## EXERCISE
Your answer should hold each line of the material that contains the word "striped".

## MATERIAL TO PROCESS
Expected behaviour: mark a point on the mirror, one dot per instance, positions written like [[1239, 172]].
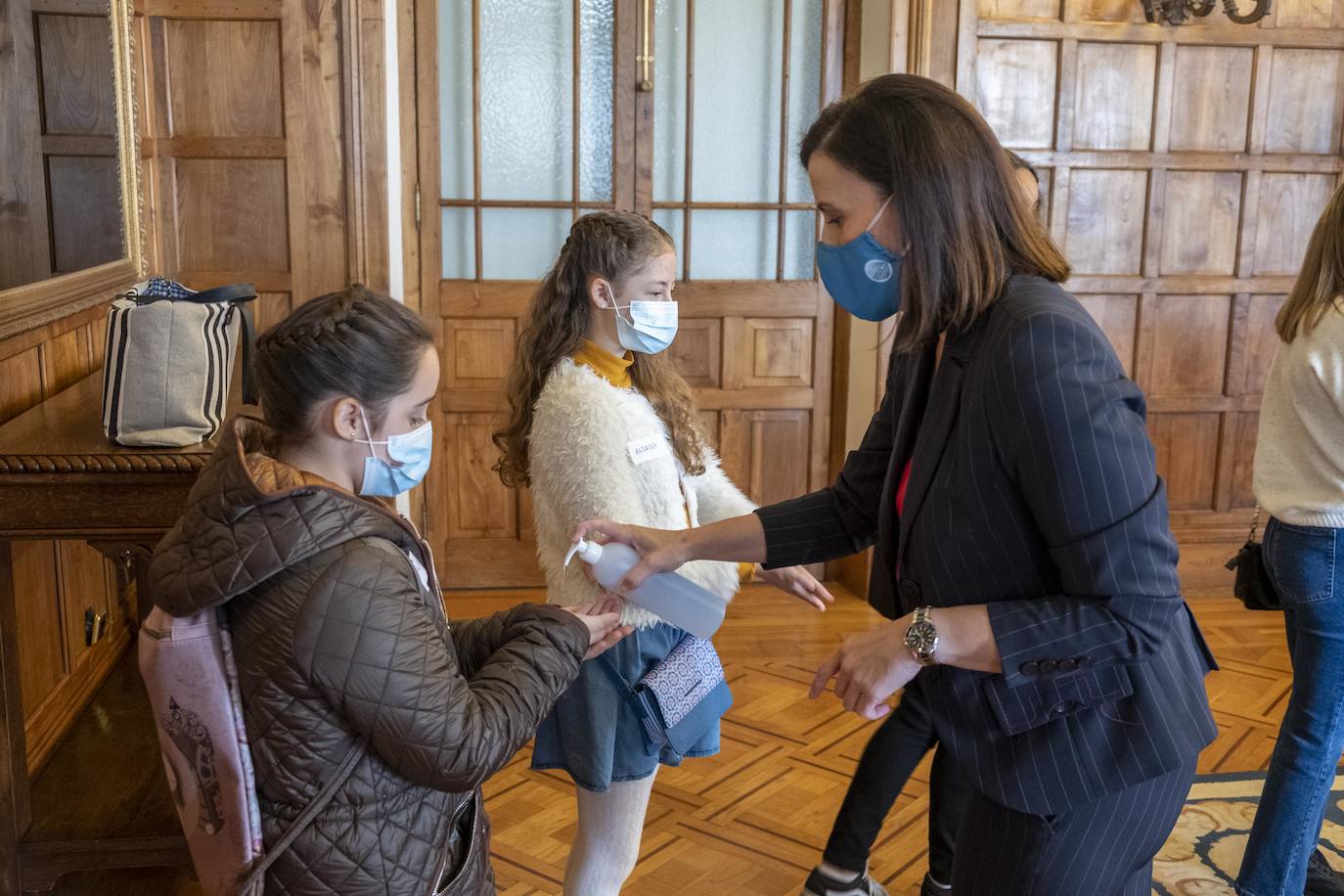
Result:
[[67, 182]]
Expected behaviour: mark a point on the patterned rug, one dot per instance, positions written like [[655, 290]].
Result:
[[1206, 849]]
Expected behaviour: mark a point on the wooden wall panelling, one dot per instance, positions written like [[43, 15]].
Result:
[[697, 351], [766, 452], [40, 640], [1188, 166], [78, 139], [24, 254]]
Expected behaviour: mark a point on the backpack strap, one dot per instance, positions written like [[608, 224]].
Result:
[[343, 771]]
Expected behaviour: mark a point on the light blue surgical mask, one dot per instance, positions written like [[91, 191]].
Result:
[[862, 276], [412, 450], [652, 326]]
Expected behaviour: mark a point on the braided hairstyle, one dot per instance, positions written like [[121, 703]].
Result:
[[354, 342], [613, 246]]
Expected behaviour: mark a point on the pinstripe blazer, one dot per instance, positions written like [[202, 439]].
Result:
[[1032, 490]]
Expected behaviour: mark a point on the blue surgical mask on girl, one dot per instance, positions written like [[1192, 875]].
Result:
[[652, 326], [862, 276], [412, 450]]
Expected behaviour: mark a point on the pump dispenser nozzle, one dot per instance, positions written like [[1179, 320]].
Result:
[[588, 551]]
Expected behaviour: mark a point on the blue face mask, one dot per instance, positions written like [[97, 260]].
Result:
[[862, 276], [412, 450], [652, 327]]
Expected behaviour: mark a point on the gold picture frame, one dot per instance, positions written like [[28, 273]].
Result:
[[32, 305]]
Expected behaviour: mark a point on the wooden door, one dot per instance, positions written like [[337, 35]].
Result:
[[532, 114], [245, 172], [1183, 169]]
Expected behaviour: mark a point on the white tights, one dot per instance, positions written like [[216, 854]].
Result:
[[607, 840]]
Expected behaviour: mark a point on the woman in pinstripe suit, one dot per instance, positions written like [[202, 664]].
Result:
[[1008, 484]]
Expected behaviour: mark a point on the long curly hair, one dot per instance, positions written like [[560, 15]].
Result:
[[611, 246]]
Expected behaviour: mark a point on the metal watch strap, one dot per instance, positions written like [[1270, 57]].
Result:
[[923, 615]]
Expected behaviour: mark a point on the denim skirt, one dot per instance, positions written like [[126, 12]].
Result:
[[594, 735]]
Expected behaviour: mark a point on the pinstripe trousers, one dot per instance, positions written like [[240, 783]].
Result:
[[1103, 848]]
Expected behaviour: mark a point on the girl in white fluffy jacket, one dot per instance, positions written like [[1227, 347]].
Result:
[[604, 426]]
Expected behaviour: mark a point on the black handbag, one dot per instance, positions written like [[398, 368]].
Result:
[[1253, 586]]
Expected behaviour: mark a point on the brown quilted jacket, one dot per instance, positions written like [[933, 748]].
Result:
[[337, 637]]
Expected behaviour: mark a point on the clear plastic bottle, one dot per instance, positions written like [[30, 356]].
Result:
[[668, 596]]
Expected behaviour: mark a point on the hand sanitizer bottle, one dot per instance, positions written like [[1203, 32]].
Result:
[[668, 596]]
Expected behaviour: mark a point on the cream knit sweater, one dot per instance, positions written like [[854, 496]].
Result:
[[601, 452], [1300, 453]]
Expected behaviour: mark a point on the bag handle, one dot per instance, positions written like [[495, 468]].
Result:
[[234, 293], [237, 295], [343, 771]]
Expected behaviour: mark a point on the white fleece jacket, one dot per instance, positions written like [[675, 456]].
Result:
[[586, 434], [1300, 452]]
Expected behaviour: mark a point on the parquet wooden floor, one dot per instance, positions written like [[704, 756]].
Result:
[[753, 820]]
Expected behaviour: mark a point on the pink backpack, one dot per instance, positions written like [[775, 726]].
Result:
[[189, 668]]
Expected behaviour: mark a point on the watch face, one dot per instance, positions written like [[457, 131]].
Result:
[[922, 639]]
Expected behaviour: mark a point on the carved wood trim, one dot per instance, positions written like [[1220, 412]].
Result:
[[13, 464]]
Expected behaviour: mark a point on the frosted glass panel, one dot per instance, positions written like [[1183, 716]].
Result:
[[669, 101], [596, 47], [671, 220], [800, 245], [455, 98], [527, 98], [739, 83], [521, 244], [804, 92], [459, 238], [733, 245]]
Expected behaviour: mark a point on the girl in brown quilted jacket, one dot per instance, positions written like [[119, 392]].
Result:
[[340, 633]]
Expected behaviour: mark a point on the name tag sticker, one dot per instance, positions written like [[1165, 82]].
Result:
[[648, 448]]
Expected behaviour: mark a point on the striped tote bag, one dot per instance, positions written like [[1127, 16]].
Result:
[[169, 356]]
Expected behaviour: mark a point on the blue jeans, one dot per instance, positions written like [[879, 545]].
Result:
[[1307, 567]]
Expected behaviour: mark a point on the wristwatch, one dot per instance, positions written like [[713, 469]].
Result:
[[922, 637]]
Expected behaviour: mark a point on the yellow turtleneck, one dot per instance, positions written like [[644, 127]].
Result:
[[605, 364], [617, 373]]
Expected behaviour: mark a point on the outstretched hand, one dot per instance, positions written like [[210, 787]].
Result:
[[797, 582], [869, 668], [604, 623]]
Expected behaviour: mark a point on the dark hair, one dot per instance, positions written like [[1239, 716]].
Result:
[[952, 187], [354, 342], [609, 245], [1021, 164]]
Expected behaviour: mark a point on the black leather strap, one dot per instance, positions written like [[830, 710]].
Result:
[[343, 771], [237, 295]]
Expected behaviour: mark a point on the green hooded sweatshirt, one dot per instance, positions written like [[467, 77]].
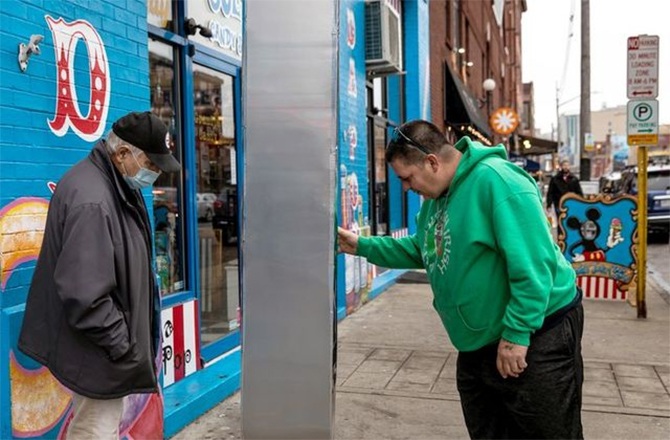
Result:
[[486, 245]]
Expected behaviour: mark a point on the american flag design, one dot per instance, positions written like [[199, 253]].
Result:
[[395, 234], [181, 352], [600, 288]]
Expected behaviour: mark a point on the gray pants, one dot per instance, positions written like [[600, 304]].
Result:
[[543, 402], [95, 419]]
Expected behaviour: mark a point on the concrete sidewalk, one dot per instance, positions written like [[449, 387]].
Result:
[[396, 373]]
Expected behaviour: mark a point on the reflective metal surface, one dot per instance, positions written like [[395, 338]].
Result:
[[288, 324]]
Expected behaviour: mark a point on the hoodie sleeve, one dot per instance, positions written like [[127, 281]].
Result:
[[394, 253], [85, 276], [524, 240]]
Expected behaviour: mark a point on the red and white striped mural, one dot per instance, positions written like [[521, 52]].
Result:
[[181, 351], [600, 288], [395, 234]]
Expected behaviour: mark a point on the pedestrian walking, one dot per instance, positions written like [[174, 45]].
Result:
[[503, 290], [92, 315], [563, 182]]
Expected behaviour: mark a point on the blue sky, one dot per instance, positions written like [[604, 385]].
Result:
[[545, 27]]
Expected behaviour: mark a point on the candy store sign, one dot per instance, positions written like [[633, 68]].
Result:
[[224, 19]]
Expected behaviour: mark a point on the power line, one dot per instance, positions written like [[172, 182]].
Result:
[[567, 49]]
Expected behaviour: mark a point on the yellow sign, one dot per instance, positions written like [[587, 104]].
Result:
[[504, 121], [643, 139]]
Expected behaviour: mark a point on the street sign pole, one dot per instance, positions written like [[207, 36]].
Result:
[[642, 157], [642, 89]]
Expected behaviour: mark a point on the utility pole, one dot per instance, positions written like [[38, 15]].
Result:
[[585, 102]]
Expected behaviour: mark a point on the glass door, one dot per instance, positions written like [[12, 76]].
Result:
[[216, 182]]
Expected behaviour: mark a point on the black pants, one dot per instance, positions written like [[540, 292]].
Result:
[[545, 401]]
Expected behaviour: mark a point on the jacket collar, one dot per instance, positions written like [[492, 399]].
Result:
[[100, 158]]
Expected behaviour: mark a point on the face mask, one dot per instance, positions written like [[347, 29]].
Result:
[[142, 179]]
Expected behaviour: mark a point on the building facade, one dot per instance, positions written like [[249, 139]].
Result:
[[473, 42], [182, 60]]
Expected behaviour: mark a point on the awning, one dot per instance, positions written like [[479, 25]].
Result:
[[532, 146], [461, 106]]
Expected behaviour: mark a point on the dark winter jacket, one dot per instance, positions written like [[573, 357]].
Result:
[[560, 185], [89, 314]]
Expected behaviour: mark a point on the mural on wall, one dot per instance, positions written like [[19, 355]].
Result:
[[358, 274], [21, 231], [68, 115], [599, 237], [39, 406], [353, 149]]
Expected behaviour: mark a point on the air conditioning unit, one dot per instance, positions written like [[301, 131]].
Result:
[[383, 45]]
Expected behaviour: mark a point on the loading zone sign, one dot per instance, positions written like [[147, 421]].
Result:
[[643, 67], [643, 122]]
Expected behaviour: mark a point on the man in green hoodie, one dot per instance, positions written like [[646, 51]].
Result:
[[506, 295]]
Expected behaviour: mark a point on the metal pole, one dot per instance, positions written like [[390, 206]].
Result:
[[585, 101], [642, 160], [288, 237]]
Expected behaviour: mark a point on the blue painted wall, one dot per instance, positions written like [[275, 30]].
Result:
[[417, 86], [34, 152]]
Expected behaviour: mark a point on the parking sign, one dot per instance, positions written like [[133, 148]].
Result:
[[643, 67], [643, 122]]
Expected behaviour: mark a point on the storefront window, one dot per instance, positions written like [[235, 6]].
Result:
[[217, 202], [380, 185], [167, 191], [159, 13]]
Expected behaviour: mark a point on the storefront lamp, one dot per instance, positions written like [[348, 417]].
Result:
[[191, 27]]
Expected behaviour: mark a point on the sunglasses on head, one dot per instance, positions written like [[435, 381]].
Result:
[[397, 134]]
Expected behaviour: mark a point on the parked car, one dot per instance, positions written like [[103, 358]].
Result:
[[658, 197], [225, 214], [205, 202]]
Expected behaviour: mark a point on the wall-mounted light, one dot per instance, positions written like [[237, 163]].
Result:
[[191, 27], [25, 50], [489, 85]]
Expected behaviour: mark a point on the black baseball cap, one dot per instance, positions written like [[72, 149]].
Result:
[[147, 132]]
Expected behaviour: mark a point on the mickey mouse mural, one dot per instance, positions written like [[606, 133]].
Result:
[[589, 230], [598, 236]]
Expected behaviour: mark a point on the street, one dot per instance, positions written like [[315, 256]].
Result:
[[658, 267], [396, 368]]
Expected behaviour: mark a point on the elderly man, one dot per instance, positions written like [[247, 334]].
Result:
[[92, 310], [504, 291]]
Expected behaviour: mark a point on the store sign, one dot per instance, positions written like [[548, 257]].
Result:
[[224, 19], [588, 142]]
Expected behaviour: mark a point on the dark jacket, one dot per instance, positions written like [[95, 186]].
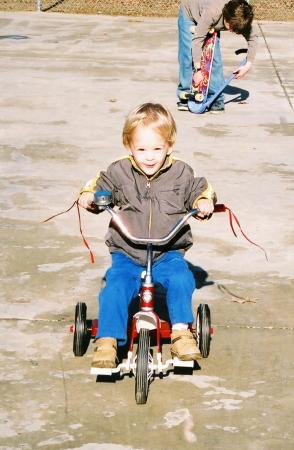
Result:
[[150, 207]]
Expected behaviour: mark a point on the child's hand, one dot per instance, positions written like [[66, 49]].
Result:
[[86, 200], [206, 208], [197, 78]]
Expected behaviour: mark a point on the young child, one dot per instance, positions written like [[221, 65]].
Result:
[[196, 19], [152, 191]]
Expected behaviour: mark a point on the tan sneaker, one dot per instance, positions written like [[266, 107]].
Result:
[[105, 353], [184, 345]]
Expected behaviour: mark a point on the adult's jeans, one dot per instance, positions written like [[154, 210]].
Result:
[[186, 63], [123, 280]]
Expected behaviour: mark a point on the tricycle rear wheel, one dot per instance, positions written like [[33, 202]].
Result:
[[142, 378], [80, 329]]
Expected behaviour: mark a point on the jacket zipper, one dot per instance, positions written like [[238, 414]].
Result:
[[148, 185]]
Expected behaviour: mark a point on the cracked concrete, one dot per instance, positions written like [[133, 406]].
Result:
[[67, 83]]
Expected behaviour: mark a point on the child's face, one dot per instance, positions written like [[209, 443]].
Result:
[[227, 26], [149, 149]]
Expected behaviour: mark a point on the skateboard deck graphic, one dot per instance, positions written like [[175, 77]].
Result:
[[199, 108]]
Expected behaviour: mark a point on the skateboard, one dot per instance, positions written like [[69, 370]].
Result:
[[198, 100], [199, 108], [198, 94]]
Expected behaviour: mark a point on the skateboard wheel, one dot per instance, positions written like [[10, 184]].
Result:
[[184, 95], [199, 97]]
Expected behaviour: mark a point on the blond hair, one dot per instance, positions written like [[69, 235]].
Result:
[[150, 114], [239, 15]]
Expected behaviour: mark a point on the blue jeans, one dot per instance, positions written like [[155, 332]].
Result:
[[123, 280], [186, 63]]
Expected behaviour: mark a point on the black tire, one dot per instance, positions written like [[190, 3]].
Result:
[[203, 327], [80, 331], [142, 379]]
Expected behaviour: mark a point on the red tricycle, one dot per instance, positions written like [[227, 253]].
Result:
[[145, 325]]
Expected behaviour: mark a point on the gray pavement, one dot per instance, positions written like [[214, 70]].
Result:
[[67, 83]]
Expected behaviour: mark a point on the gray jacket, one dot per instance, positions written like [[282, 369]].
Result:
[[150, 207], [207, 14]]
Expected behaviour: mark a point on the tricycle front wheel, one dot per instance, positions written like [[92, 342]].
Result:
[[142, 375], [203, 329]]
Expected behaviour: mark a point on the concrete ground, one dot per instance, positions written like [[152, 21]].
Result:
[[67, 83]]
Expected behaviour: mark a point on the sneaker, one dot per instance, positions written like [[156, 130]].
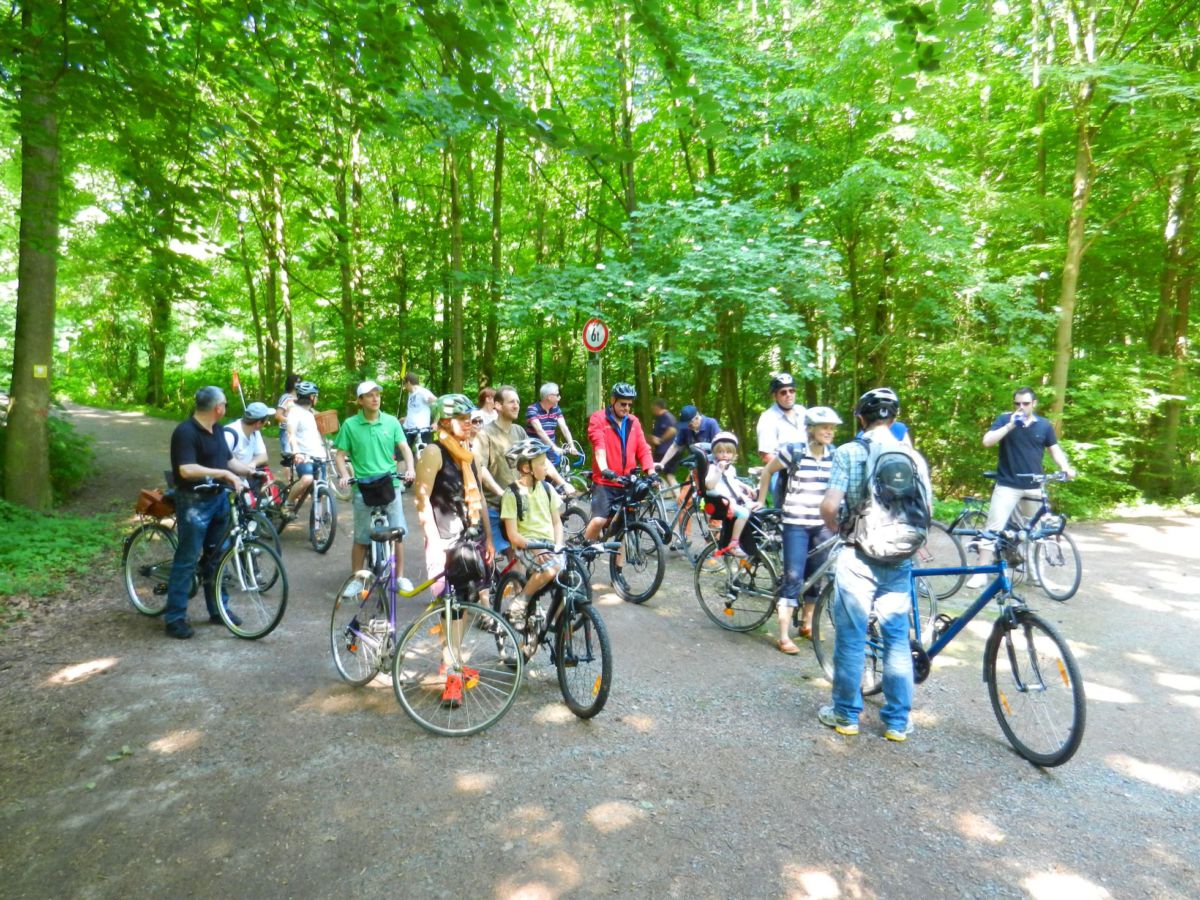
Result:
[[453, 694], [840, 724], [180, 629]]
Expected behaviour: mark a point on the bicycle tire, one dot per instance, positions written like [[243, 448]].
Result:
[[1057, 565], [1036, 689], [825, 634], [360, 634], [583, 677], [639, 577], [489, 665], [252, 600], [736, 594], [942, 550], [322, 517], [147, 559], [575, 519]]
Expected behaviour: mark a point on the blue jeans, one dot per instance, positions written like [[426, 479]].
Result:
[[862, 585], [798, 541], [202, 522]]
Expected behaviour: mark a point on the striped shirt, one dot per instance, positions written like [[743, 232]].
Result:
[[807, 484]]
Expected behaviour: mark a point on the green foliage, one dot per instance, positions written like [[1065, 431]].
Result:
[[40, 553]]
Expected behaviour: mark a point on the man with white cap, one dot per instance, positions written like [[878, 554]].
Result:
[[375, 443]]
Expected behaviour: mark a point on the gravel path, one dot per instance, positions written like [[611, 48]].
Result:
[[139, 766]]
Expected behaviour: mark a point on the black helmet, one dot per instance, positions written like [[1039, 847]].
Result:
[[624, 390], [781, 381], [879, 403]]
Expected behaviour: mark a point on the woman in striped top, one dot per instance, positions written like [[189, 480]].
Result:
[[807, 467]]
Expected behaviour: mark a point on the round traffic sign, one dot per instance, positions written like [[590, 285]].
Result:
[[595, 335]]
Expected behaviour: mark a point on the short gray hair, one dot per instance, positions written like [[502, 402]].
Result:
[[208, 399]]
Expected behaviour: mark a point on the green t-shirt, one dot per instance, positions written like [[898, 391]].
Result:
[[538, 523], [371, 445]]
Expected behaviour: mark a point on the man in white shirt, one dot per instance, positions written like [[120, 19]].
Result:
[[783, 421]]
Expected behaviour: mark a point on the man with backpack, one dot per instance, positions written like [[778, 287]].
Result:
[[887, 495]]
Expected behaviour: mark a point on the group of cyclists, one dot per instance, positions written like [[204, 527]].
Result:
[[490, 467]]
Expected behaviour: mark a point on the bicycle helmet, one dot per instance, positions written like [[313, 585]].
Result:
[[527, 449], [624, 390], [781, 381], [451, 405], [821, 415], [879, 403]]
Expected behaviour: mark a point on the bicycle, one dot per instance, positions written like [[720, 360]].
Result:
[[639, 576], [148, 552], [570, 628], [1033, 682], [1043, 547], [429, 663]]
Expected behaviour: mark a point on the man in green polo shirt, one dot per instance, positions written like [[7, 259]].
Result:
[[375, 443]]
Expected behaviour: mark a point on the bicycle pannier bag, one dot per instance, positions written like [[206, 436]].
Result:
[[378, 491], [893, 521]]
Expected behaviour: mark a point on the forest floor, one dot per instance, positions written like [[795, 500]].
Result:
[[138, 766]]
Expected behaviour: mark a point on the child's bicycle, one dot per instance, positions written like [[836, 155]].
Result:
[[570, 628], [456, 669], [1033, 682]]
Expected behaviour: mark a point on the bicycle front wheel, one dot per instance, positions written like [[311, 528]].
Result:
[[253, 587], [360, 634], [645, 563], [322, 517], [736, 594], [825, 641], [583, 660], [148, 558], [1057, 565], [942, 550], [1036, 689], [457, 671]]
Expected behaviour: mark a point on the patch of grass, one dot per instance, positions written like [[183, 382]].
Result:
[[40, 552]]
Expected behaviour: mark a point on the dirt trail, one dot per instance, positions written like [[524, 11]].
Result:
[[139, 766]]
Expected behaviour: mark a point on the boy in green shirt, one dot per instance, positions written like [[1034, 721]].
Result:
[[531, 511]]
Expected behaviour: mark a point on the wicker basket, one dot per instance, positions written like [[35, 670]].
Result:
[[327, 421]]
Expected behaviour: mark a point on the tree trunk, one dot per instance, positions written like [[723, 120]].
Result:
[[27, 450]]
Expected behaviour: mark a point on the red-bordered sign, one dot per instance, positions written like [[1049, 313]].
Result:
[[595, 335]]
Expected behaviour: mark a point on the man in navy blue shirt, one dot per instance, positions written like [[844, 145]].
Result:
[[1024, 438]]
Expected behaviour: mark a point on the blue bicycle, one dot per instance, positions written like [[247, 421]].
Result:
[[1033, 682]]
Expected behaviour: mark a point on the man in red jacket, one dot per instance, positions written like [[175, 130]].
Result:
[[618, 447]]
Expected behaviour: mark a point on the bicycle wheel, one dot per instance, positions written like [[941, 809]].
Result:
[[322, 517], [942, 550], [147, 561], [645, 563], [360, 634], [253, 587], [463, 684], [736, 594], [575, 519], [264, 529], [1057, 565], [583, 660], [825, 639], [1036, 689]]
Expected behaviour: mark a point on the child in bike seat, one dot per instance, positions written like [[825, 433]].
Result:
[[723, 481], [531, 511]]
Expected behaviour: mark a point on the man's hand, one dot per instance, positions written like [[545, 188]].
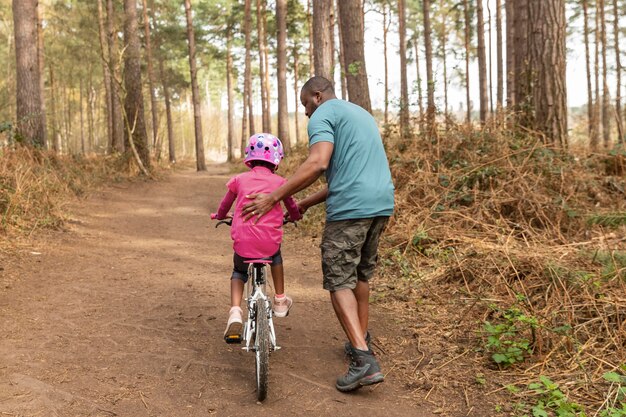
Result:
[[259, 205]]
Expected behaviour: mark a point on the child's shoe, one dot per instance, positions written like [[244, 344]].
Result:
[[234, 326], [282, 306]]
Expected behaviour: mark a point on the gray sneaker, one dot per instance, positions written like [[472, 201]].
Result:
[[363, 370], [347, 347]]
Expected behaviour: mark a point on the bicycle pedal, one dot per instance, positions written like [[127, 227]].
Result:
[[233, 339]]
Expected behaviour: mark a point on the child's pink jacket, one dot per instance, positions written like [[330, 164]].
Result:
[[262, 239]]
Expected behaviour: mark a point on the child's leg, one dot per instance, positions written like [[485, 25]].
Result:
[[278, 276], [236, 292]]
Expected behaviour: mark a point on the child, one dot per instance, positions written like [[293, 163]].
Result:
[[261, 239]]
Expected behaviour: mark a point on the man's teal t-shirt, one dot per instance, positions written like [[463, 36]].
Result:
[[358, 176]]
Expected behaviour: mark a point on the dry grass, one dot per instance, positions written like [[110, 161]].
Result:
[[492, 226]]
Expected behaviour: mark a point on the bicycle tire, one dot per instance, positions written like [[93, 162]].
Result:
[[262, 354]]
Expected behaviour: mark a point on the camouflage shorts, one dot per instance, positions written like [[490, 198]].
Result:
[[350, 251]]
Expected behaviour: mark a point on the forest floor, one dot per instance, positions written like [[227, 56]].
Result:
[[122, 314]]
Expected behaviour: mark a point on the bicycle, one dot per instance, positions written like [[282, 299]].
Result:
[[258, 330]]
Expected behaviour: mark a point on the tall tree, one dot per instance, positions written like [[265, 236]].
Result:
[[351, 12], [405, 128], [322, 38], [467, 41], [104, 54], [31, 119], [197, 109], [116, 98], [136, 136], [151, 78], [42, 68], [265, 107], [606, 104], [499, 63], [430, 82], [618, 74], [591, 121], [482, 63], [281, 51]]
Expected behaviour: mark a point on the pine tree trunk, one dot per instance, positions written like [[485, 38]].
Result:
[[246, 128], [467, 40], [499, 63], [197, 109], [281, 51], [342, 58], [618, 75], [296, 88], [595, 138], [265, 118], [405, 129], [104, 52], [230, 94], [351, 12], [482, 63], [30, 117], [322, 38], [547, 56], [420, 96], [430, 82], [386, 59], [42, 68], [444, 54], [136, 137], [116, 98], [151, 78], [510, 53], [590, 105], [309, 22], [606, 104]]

## TASK SOLUTION
Expected behaviour: mark a point on the striped tote bag, one dot per instance, positions written like [[1127, 16]].
Expected behaviour: mark a point on the red and white striped mural, one dot per instance, positions written like [[521, 52]].
Expected behaviour: mark a point on the striped shirt, one dot per instance, positions written like [[743, 232]].
Expected behaviour: mark a point on the woman in striped top, one dot per instance, positions written like [[189, 480]].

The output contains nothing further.